> [Tâches et exercices]:
• 1. D'après le passage sur la mémoire et Dieu, pour quelle raison le Seigneur n'est-il pas l'esprit lui-même ?
• 2. Reproduisez le passage sur la mémoire et Dieu depuis « J’ai traversé les » jusqu'à « sur ma pauvreté. » inclus.
• 3. Reprenez le passage sur la mémoire et Dieu à l'endroit où il s'arrête et poursuivez-le.

J’ai traversé les étendues de ma mémoire à
ta recherche, Seigneur. Je ne t’ai pas trouvé à l’extérieur. Je
n’ai rien trouvé de toi dont je ne me souvenais pas depuis que je
t’ai appris. Oui, depuis que je t’ai appris, je ne t’ai plus
oublié.
Où j’ai trouvé la vérité, j’ai trouvé mon
Dieu, la vérité même, et depuis que je l’ai apprise, je ne l’ai
plus oubliée. C’est pourquoi depuis que je t’ai appris, tu restes
dans ma mémoire. Et je t’y trouve quand je me souviens de toi et
que tu fais mes délices. Mes saintes délices, un don de ta
compassion, baissant tes yeux sur ma pauvreté.
36.
Mais où est ta place dans ma mémoire,
Seigneur ? quelle est ta place ? quelle chambre t’es-tu
fabriquée ? quel sanctuaire t’es-tu construit ?
Tu as fait à ma mémoire l’honneur d’y
prendre place. Je vais donc réfléchir à la place que tu y
occupes.
En me souvenant de toi, je suis allé
au-delà du niveau de mémoire
dont sont aussi
capables les bêtes. Je ne t’ai pas trouvé parmi les images des
choses physiques. Je suis passé au niveau où j’ai déposé les
affects de mon esprit. Là non plus, je ne t’ai pas trouvé. Et je
suis entré dans la chambre de mon esprit qui se tient dans ma
mémoire, car l’esprit est aussi la mémoire de lui-même. Tu n’étais
pas là non plus. Car tu n’es pas une image physique ni un affect du
vivant comme la joie, la tristesse, l’envie, la peur, le souvenir
ou l’oubli, et quoi que ce soit d’autre dans le genre. Tu n’es pas
non plus l’esprit lui-même parce que tu es le Seigneur Dieu de
l’esprit. Toutes ces choses se meuvent et toi tu es immuable
au-dessus de toutes ces choses. Mais tu as daigné habiter dans ma
mémoire, depuis le jour où je t’ai appris.

> [Matériel fourni]:

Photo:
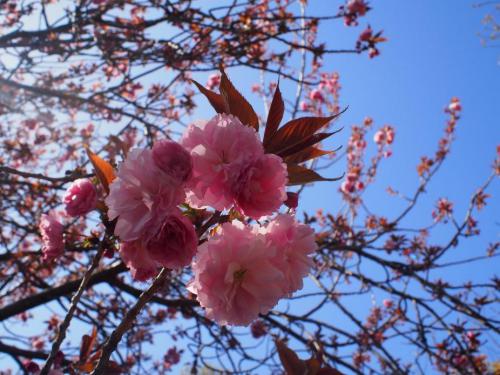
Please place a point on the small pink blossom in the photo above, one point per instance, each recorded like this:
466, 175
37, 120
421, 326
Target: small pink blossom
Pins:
174, 243
235, 278
171, 244
259, 185
455, 105
347, 187
292, 200
366, 34
214, 147
52, 236
173, 159
379, 137
141, 195
317, 95
142, 266
81, 197
213, 81
294, 243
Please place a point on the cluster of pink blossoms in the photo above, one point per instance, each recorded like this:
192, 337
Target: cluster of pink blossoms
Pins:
144, 197
230, 168
239, 272
243, 271
79, 200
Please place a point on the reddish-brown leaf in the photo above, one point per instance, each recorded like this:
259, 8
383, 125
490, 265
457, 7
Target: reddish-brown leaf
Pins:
292, 364
305, 143
306, 154
103, 169
216, 100
296, 131
275, 116
237, 104
299, 175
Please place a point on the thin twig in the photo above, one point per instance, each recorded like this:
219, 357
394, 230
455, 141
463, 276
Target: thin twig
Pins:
113, 340
61, 333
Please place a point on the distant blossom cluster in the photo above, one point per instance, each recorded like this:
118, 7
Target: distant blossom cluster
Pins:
241, 270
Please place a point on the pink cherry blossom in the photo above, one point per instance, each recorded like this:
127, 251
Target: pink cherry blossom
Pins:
316, 95
141, 195
294, 243
215, 146
173, 159
213, 81
259, 185
235, 278
379, 137
292, 200
80, 198
171, 243
52, 236
142, 266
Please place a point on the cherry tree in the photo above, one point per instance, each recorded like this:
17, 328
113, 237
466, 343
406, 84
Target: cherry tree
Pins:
140, 238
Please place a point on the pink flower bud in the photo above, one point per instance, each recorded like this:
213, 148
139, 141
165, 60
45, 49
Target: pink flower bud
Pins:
366, 34
52, 236
347, 187
316, 95
292, 200
80, 198
379, 137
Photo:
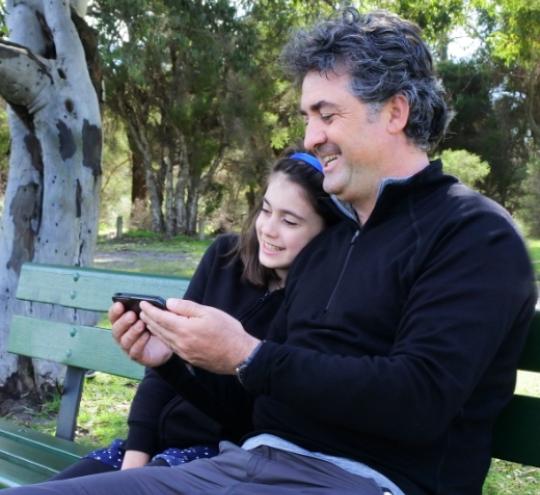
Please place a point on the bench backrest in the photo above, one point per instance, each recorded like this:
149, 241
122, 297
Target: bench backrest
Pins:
78, 346
517, 433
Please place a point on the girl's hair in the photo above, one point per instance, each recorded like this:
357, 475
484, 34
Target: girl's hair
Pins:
310, 180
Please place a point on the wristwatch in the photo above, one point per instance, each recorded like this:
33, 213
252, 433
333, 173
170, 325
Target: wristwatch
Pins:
241, 370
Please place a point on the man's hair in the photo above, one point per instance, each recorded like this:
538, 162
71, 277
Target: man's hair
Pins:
385, 56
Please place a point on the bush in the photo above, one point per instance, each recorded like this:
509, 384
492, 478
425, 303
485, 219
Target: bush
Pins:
467, 167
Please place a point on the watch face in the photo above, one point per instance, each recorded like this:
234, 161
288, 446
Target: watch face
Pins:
241, 372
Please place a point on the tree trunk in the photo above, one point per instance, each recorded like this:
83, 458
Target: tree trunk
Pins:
52, 197
138, 181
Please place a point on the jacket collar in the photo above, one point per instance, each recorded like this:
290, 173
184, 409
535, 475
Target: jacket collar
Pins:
392, 189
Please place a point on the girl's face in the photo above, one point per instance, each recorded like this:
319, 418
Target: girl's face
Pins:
286, 223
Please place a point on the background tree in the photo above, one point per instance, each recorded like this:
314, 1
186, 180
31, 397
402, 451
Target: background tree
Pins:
51, 201
468, 167
172, 71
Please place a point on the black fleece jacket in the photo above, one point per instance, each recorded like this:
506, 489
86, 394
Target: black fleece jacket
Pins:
401, 337
159, 417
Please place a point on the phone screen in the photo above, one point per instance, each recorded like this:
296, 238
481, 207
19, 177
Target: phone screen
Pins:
131, 301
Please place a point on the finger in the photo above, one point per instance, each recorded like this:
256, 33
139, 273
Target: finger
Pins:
183, 307
128, 339
123, 324
116, 311
165, 322
167, 336
136, 351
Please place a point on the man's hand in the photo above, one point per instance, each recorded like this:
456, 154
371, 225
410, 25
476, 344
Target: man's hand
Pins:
201, 335
135, 340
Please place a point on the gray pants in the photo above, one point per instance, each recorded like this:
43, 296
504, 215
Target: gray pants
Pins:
261, 471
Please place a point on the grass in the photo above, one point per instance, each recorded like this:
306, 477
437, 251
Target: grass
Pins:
143, 251
106, 399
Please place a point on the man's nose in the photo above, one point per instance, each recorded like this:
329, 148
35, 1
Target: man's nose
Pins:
314, 135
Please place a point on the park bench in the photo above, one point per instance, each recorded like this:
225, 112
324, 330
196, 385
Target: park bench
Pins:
27, 456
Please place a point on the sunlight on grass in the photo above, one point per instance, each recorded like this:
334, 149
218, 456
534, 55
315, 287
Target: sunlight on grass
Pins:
104, 409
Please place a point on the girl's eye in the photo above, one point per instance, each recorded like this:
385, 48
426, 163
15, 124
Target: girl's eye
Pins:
291, 223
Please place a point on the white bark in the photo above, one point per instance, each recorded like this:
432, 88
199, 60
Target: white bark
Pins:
51, 202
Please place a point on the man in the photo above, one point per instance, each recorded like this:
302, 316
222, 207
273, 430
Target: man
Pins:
403, 324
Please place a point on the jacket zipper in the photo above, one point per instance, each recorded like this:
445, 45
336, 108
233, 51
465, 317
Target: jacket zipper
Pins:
343, 268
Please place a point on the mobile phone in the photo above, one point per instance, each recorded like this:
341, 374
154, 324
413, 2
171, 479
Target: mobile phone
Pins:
131, 301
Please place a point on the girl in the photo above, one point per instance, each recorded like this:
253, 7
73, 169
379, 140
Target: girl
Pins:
244, 276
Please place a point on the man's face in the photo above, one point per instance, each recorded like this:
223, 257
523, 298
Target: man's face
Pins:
346, 135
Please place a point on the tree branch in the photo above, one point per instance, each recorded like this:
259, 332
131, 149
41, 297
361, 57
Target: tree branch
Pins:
66, 39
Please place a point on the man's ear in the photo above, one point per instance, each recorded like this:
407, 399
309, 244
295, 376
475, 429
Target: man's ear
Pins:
398, 113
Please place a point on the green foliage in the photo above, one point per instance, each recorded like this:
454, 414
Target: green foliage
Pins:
491, 122
116, 180
466, 166
530, 201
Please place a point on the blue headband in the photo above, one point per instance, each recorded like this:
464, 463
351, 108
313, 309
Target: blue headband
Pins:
309, 159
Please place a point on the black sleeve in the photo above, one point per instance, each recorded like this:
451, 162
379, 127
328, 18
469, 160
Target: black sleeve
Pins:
154, 393
473, 297
221, 397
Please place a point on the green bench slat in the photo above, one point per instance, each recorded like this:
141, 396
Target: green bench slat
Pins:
88, 288
15, 475
517, 432
530, 359
27, 456
21, 434
74, 345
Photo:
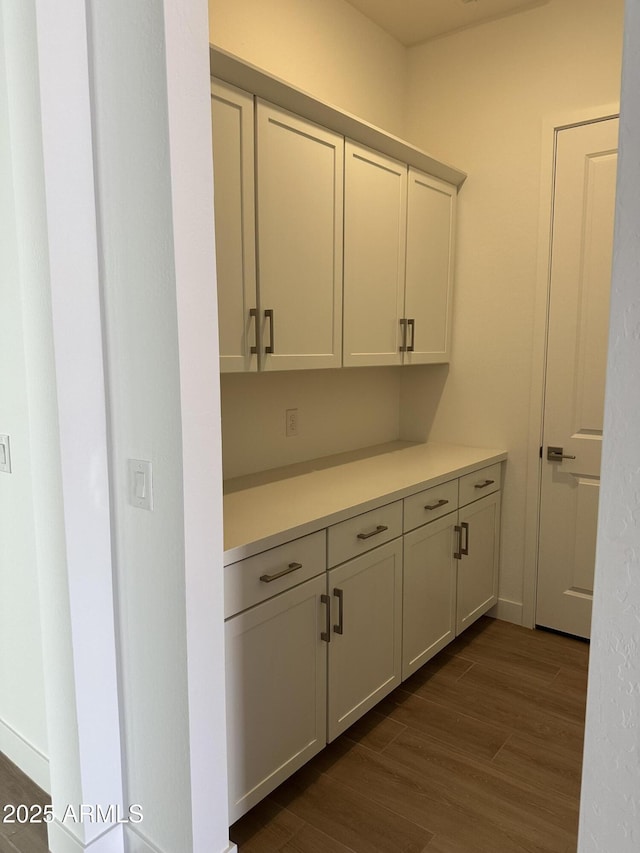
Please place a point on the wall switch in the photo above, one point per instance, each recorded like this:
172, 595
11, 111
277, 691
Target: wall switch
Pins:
5, 454
141, 484
291, 422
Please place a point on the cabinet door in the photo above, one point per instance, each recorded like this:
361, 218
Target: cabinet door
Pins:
374, 256
478, 570
429, 276
233, 158
366, 635
276, 668
429, 592
300, 214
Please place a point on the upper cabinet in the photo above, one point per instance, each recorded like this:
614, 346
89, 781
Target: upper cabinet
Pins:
399, 241
431, 212
298, 193
299, 205
374, 256
233, 175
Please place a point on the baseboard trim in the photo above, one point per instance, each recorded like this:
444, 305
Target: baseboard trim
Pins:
26, 756
138, 843
508, 611
62, 840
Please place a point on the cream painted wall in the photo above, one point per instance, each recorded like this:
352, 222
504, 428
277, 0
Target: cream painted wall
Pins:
327, 48
478, 98
335, 53
338, 410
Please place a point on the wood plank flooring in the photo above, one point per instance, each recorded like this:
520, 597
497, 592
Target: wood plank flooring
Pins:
16, 789
480, 751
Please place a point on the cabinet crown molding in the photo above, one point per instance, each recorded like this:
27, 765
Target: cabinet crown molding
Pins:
225, 66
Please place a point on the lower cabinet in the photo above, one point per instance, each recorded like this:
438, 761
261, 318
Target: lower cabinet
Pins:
311, 646
478, 564
429, 595
276, 673
366, 634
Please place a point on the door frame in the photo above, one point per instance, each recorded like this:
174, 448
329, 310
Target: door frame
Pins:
551, 125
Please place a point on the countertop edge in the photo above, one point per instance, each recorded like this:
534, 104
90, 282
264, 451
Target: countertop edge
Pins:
271, 540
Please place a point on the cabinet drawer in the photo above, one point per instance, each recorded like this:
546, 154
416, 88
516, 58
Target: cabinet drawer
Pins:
251, 581
363, 532
479, 483
430, 504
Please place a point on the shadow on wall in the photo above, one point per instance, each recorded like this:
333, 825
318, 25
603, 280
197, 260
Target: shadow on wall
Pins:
421, 388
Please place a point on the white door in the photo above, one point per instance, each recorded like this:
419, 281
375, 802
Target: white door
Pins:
300, 212
374, 257
582, 238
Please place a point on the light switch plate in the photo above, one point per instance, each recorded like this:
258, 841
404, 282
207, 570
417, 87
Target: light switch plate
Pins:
5, 454
141, 483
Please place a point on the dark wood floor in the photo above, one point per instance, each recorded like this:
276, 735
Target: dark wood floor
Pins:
16, 789
478, 752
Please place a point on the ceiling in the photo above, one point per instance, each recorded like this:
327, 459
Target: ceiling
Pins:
414, 21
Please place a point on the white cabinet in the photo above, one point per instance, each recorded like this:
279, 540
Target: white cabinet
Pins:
366, 634
399, 244
429, 595
479, 532
374, 256
276, 667
431, 209
232, 128
300, 213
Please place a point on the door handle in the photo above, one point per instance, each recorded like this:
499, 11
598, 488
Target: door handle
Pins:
339, 594
556, 454
326, 634
269, 316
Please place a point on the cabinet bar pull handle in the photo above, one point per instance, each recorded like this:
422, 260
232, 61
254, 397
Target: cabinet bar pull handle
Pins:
441, 502
457, 555
253, 312
379, 529
339, 594
326, 634
412, 325
484, 484
292, 567
269, 315
403, 327
465, 551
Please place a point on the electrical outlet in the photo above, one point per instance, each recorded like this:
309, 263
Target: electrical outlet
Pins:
291, 422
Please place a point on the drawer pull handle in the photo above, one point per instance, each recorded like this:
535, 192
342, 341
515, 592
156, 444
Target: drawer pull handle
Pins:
379, 529
441, 502
465, 551
339, 594
484, 484
457, 555
326, 634
292, 567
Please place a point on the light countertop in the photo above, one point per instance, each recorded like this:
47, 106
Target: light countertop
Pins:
265, 510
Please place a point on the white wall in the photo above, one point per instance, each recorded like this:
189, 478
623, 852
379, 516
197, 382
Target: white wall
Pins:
141, 342
150, 96
23, 735
609, 818
338, 410
327, 48
478, 99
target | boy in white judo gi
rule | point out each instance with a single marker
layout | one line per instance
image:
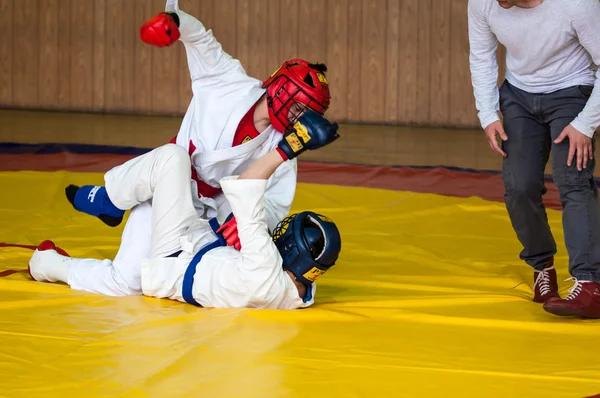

> [Réponses par tâche]:
• 1. Parce qu'il est le Seigneur Dieu de l'esprit.

• 2.
J’ai traversé les étendues de ma mémoire à
ta recherche, Seigneur. Je ne t’ai pas trouvé à l’extérieur. Je
n’ai rien trouvé de toi dont je ne me souvenais pas depuis que je
t’ai appris. Oui, depuis que je t’ai appris, je ne t’ai plus
oublié.
Où j’ai trouvé la vérité, j’ai trouvé mon
Dieu, la vérité même, et depuis que je l’ai apprise, je ne l’ai
plus oubliée. C’est pourquoi depuis que je t’ai appris, tu restes
dans ma mémoire. Et je t’y trouve quand je me souviens de toi et
que tu fais mes délices. Mes saintes délices, un don de ta
compassion, baissant tes yeux sur ma pauvreté.

• 3.
Pourquoi chercher où tu habites comme s’il
s’agissait de vrais lieux ? Oui, tu habites dans ma mémoire
puisque je me souviens de toi depuis le jour où je t’ai appris. Et
je te trouve dans mémoire en me souvenant de toi.
37.
Où t’ai-je trouvé pour t’apprendre ?
Tu n’étais pas dans ma mémoire avant que je ne t’apprenne. Où
t’ai-je trouvé pour t’apprendre sinon en toi au-dessus de
moi ? Rien à voir avec un lieu. On s’éloigne, on s’approche.
Rien à voir avec un lieu.
Vérité. Tu es partout présente à ceux qui
font appel à toi. Tu réponds à tous à la fois, même à différents
appels. Tes réponses sont limpides mais on n’écoute pas tous de
façon aussi limpide. On fait tous appel à toi pour ce qu’on veut.
Mais on n’écoute pas toujours ce qu’on veut. Ton meilleur agent
n’est pas le plus attentif à écouter ce qu’il veut mais le plus
attentif à vouloir ce qu’il écoute.
38.
Trop tard je t’ai aimée
beauté si ancienne et si neuve
trop tard je t’ai aimée
Regarde.
Tu étais à l’intérieur, j’étais dehors à
ta recherche.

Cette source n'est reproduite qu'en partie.